Copy the records below word for word, starting with the line that contains "Task: place one point on each instance of the raised" and ending with the last line of the records. Omit the pictures.
══ DATASET ROWS ══
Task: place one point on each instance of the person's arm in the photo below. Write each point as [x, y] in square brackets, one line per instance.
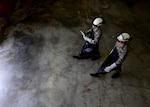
[95, 40]
[122, 53]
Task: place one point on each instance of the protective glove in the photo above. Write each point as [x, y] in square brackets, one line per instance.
[86, 38]
[111, 67]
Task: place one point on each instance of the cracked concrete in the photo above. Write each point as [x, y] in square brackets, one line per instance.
[37, 68]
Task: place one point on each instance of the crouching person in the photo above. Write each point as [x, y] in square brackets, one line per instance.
[116, 57]
[91, 37]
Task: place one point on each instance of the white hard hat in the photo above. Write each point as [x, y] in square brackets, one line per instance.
[98, 21]
[124, 37]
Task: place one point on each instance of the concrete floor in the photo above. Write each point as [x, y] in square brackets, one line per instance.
[37, 68]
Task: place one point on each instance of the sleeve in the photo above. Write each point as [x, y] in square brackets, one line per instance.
[122, 53]
[96, 38]
[88, 31]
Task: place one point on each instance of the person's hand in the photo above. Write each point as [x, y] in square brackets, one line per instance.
[111, 67]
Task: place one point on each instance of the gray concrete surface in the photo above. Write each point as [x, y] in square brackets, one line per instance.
[37, 68]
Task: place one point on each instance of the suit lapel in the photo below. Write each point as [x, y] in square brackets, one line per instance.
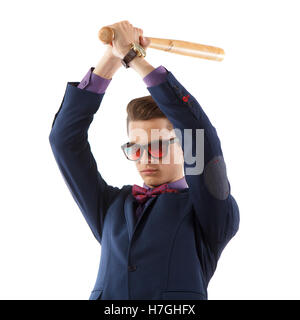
[130, 214]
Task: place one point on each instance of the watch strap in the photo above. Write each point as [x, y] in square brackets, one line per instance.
[128, 57]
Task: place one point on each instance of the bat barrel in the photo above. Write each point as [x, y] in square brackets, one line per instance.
[186, 48]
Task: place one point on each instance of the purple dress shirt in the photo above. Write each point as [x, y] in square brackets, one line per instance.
[94, 83]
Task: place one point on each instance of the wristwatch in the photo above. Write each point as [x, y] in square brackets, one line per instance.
[135, 50]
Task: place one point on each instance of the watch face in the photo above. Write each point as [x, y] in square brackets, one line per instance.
[139, 49]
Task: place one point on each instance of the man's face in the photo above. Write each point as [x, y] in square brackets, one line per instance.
[167, 169]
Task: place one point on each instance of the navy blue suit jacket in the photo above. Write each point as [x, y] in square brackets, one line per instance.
[172, 251]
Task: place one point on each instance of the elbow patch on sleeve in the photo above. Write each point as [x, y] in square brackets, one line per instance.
[215, 178]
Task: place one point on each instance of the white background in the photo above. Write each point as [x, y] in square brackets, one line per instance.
[47, 250]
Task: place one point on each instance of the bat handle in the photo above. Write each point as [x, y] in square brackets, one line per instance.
[106, 35]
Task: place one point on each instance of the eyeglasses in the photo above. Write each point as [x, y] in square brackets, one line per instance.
[156, 149]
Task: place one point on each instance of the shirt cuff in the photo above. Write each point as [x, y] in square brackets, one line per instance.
[93, 82]
[155, 77]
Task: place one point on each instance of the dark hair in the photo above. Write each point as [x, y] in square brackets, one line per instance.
[144, 108]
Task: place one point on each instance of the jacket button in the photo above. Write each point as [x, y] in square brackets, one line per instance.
[132, 268]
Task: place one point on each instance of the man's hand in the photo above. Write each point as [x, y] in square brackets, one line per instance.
[125, 33]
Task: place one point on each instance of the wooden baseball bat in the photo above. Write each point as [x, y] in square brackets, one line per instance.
[186, 48]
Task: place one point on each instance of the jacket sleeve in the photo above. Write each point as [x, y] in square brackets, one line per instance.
[216, 209]
[69, 143]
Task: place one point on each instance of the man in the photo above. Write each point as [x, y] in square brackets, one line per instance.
[162, 240]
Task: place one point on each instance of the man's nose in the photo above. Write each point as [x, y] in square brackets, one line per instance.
[145, 158]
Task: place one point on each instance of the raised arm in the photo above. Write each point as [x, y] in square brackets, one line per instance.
[69, 142]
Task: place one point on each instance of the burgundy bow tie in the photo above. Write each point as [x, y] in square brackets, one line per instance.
[142, 194]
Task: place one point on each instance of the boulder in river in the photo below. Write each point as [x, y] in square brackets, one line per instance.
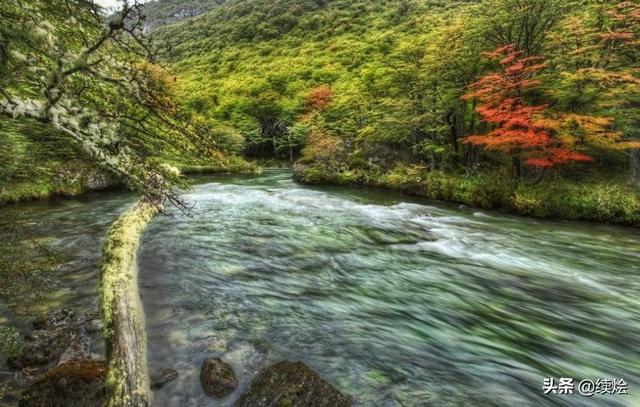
[217, 378]
[80, 383]
[58, 337]
[158, 380]
[292, 384]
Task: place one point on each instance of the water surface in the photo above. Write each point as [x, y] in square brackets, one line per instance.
[399, 302]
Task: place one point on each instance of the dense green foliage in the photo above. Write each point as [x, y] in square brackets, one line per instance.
[395, 74]
[83, 104]
[164, 12]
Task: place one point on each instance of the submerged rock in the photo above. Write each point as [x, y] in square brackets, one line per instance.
[58, 337]
[160, 379]
[80, 383]
[217, 378]
[292, 384]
═══
- RESULT BELOW
Task: place one point on each instance of the raised arm in the photo above. Write each point as [x, y] in square brackets, one line per instance.
[69, 142]
Task: place one point on each instance of the burgundy bow tie in the photo above. Write each point as [x, y] in square brackets, one line per instance.
[142, 194]
Task: place one point on each instance of the boulder in river in the photo below. Write each point as [x, y] in square brackets, one line per instance.
[217, 378]
[80, 383]
[58, 337]
[158, 380]
[292, 384]
Task: place one point on each instance of the water surface in the photo above. Write each point as [x, y] in square brackets, one line per instance.
[399, 302]
Task: place one point on each instance of the dense green foliage in the photo above. Write each point as [x, y] in square brackets, one line per instance.
[395, 74]
[83, 104]
[164, 12]
Task: place one point on each instance of the submerged rock in the photo above. Write each point as [x, y] in square brackets, one line per instance.
[58, 337]
[160, 379]
[80, 383]
[217, 378]
[292, 384]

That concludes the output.